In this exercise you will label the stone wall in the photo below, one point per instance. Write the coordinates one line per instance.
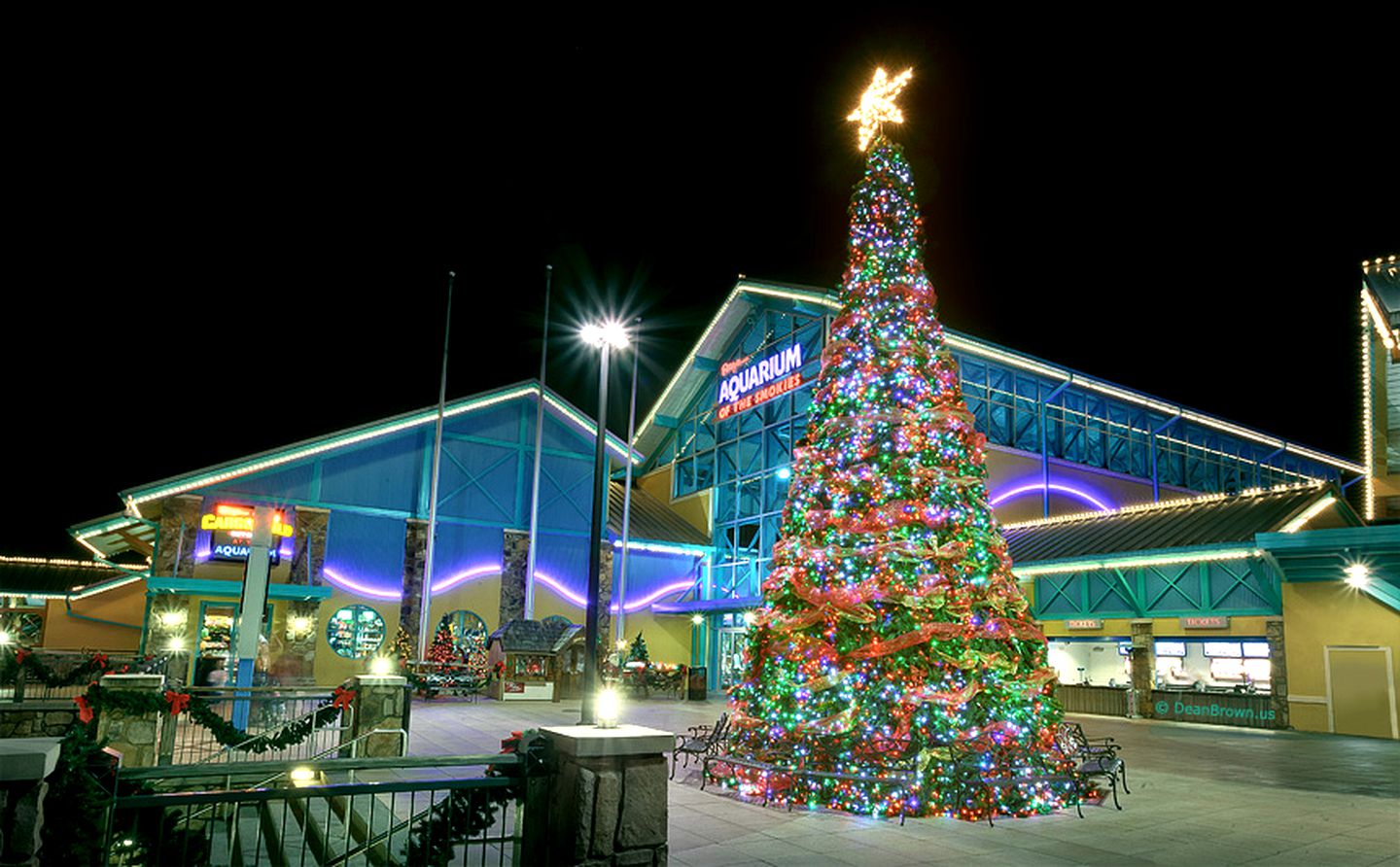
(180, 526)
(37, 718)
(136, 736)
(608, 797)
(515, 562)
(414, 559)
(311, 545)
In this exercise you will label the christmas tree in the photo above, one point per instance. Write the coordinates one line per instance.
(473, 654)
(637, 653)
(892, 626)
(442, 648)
================================
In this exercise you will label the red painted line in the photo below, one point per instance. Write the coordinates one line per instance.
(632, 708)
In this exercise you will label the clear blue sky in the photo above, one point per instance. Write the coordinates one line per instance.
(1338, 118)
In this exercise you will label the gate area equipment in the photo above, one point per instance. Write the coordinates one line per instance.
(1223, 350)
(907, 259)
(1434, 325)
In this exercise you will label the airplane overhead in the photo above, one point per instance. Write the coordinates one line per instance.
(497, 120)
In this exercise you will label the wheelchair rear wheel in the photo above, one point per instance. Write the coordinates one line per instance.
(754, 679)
================================
__What to produce__
Rewrite the lines from the one containing "In this exercise you will label the clear" through the one containing "(1338, 118)", inclusive, switching "clear blue sky" to "cloudless sky" and leaving everything else unchanged.

__Right answer__
In this exercise you will label the cloudless sky in the photo above, one point per instance. Write the coordinates one line per instance.
(1338, 118)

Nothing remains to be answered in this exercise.